### Problem statement
Swap out "visible part" for "visible area" throughout the lines below, and give them back with nothing else changed.

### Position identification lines

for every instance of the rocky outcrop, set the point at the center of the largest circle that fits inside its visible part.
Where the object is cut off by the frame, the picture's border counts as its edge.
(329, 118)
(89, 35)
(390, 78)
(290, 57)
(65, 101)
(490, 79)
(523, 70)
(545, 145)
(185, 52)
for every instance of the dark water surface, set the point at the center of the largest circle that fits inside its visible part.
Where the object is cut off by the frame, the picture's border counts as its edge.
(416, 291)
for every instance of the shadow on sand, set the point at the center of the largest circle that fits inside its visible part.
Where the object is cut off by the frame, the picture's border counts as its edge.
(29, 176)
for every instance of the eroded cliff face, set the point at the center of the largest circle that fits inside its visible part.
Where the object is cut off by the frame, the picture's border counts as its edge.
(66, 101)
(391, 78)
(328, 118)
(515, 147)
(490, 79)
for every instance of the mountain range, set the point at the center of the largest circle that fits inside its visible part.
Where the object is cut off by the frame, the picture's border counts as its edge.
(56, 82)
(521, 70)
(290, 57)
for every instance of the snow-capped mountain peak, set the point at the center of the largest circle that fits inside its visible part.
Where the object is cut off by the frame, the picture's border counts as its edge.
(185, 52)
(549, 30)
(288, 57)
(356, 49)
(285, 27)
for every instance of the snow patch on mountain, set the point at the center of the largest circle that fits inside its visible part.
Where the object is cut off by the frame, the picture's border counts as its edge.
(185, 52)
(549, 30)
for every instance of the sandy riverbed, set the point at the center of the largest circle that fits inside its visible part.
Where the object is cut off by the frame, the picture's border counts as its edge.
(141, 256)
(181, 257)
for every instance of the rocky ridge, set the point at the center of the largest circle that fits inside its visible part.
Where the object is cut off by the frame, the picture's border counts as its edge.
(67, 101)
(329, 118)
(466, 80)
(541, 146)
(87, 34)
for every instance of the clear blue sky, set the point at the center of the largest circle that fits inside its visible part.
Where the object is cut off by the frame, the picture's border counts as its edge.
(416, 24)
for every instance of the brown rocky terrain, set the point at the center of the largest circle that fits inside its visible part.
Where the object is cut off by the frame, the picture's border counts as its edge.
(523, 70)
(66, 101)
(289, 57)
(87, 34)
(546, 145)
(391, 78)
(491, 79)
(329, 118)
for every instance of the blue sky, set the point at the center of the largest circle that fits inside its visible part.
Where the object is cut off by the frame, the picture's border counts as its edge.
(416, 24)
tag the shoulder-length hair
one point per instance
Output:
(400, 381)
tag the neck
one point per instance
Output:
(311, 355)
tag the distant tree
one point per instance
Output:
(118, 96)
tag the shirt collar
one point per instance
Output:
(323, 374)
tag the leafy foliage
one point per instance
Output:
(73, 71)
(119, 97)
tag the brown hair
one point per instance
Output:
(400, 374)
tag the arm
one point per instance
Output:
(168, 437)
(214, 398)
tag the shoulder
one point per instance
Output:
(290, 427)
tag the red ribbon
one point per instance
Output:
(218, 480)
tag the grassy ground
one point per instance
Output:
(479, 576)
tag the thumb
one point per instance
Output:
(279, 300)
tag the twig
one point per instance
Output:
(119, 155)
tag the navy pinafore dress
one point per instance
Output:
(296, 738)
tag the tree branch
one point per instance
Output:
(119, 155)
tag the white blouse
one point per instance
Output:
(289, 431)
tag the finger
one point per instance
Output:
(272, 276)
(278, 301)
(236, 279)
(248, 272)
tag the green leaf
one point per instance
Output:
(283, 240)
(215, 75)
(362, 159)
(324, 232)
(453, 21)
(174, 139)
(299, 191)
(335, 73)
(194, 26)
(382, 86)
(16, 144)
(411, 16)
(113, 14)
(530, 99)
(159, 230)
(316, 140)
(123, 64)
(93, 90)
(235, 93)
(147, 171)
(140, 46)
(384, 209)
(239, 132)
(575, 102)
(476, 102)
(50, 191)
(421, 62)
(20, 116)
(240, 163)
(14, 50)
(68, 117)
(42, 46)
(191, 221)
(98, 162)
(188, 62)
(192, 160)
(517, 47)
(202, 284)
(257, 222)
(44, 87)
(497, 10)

### Task response
for every instance of the rocky outcrop, set the point at the center of the largest circle that fits inside its visible area.
Where the object is cut off by the frame, the picture's border counts as its edge.
(329, 118)
(89, 35)
(390, 78)
(290, 57)
(65, 101)
(490, 79)
(523, 70)
(545, 145)
(185, 52)
for every instance of the dark water surface, set the point at the center of the largest circle that fits inside its visible area.
Where the object is cut off by the frame, the picture's border counts as its edge.
(416, 291)
for every instance of the shadow on sand, set the point at the center of the largest circle that fits inside its visible area.
Where the object is cut off by the frame, the picture's border counts as its edge.
(29, 176)
for every instance of the eroded cliff face, set the point at the center of the largest circle that fits inside its visible area.
Where the object is cut off by the frame, the picture's border counts as its edge.
(66, 101)
(391, 78)
(328, 118)
(515, 147)
(490, 79)
for every instance of the mountain range, set the point at the center of the largest circle that fits inside its visible area.
Where the object is cut off by the frame, the picture's border counts as its edge.
(56, 82)
(521, 70)
(290, 57)
for every instance of the snow-capped mountain peak, set the point at the center of the largest circle that fits inside its visible area.
Where the object is cut off by the frame, the picture's border counts as its edge.
(185, 52)
(549, 30)
(288, 57)
(356, 49)
(285, 27)
for every instance of the snow patch on mountain, set the point at the center of the largest circle that fits inside its visible area.
Where the object is cut off by the frame, the picture's border counts as its edge.
(185, 52)
(549, 30)
for every instance of the sandy riverbed, set the point at the center of the largest circle that fits inside its visible area.
Where the object is cut off by the frame, the picture's border counts as its edge.
(141, 256)
(181, 257)
for every instance of the rocky ridge, set the point at the center of the largest circle that fits inside its visible area.
Where the object is cut off by the frame, the picture's border counts as its edge.
(67, 101)
(329, 118)
(466, 80)
(541, 146)
(87, 34)
for every instance of the clear blue sky, set the point at the center of the largest circle that fits inside its visible area.
Where the object is cut off by the frame, the picture's border counts as its edge.
(416, 24)
for every instance of the brown rocky terrain, set the point at the center of the largest circle that fits inside its visible area.
Where the object is cut off by the frame, the picture's border counts as its edge.
(523, 70)
(66, 101)
(289, 57)
(87, 34)
(546, 145)
(391, 78)
(491, 79)
(329, 118)
for every instance of the blue sky, set the point at the center of the largest circle that fits inside its visible area.
Where the object is cut off by the frame, the picture's border counts as its edge.
(416, 24)
tag the shoulder-length hair
one point per instance
Output:
(400, 381)
tag the neck
one point per instance
Output:
(311, 355)
tag the distant tree
one point per instance
Output:
(118, 96)
tag the shirt collar
one point per instance
Output:
(323, 374)
tag the leafy foliage
one point per instance
Output:
(73, 71)
(119, 97)
tag the brown hair
one point per instance
Output:
(400, 374)
tag the arm
one point per instance
Output:
(168, 437)
(214, 398)
tag the shoulder
one point per instance
Output:
(290, 427)
tag the red ribbon
one point per instance
Output:
(218, 480)
tag the grassy ground
one point per instance
Output:
(479, 576)
tag the thumb
one point per instance
Output:
(279, 300)
tag the twig
one point per instance
Output:
(119, 155)
tag the navy pinafore dress
one point per instance
Output:
(296, 738)
tag the tree branch
one point per instance
Output:
(119, 155)
tag the white blouse
one point per instance
Output:
(289, 431)
tag the finger
one point per instance
Output:
(272, 276)
(278, 301)
(236, 279)
(248, 272)
tag the green leaf
one point per instance
Output:
(283, 240)
(215, 75)
(362, 159)
(324, 232)
(453, 21)
(174, 139)
(299, 191)
(335, 73)
(194, 26)
(382, 86)
(16, 144)
(411, 16)
(113, 14)
(530, 99)
(159, 230)
(316, 140)
(123, 64)
(93, 90)
(235, 93)
(147, 171)
(140, 46)
(384, 209)
(239, 132)
(575, 102)
(476, 102)
(50, 191)
(421, 62)
(20, 116)
(240, 163)
(14, 50)
(68, 117)
(42, 46)
(191, 221)
(98, 162)
(188, 62)
(192, 160)
(517, 47)
(202, 284)
(257, 222)
(44, 87)
(497, 10)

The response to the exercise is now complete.